依頼内容 1
星稜高校の決勝戦についての文章で、決勝戦の相手校はどこですか。
依頼内容 2
星稜高校の決勝戦についての文章の続きを、最後の一文の後から書いてください。

提示文
# # # # #
5月4日(水祝 みどりの日)、この日も朝より星稜高校野球部グランドへ行き、選手のケア(トレーナー活動)を少し行い、選手に帯同し、ともに石川県立野球場へ向かいました
この日は、春季 北信越地区高校野球石川県大会の決勝戦。
なぜか最近、風の強い日が多い。この日も、毎年大勢が訪れる「九谷茶碗まつり」などが強風のため中止。前日は雨が心配でしたが、そう強くも降らず、朝方にはやんでいましたので、昼に近づき風が強くなるのだけが心配な晴天という天候の中の試合でした。
やはり決勝までくると選手の疲労は抜けきらない所があります。が、選手たちは連戦にも関らず、出発前は、いい声が出ており表情も明るかったので、いい試合をやってくれるだろうという期待感を持ちました。
ここまでの展開、星稜は、小松大谷、金沢、遊学館と私学の強豪を破り決勝まで駒をすすめました。北信越本大会はもとより、夏の石川県大会に向けても大きな自信と学びになったと思います。そんな意味でもここまでの選手、チームの成長は大きいものがあると思います。
その勢いでの決勝戦ということになりました
第134回北信越地区高校野球石川県大会 ~決 勝~ 星稜 金沢商業
平成28年5月4日(水祝 みどりの日) 石川県立野球場
決 勝 星 稜 金沢商業
一 二 三 四 五 六 七 八 九 計 H E
金 商 1 2 0 0 0 0 1 0 0 4 9 3
星 稜 0 0 0 0 1 0 0 0 3x 5 7 0
星稜高校 4季ぶり35回目の優勝(春は19回目の優勝)
# # # # #
参考資料
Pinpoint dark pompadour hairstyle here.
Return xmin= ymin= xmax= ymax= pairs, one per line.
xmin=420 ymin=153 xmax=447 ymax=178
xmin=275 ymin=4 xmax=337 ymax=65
# # # # #
最終回答 1
金沢商業です。

最終回答 2
星稜は準決勝に引き続き後攻をとりました。
試合展開は序盤から5回までは金沢商業ペースに。5回から終盤は星稜ペースに。そして最後は連日の逆転サヨナラ勝利という劇的な勝ち方となりました。チームスタッフの皆様、私もそうですが、序盤からアドレナリン全開で臨めるような展開にもっていかないと、心臓がいくつあっても足らないくらいハラハラ、ドキドキ感です
観戦している観客の皆様や高校野球ファンの皆様はエキサイティングで面白い試合かもしれませんが・・・
序盤、星稜2年生エース 清水君は、私も全力で身体の疲労や緊張を軽減させるため準決勝に施術させていただきましたが、160球を投げた筋肉の回復には、やはり時間がかかります。当初から早めの継投を考えていたようですが、本人もやるき満々で迎えた決勝は、変化球はそこそこ切れていましたが、ストレートに球威がなく、ややコントロールも甘いところがありました。
金沢商業の打線は監督の指導がいいのか、私学に負けないほどの鋭いスイングをしており、長打も量産できる強力な打線です。そんなに身体は大きくありませんが夏に向けて、やはり最警戒しないといけないチームの一つでしょう。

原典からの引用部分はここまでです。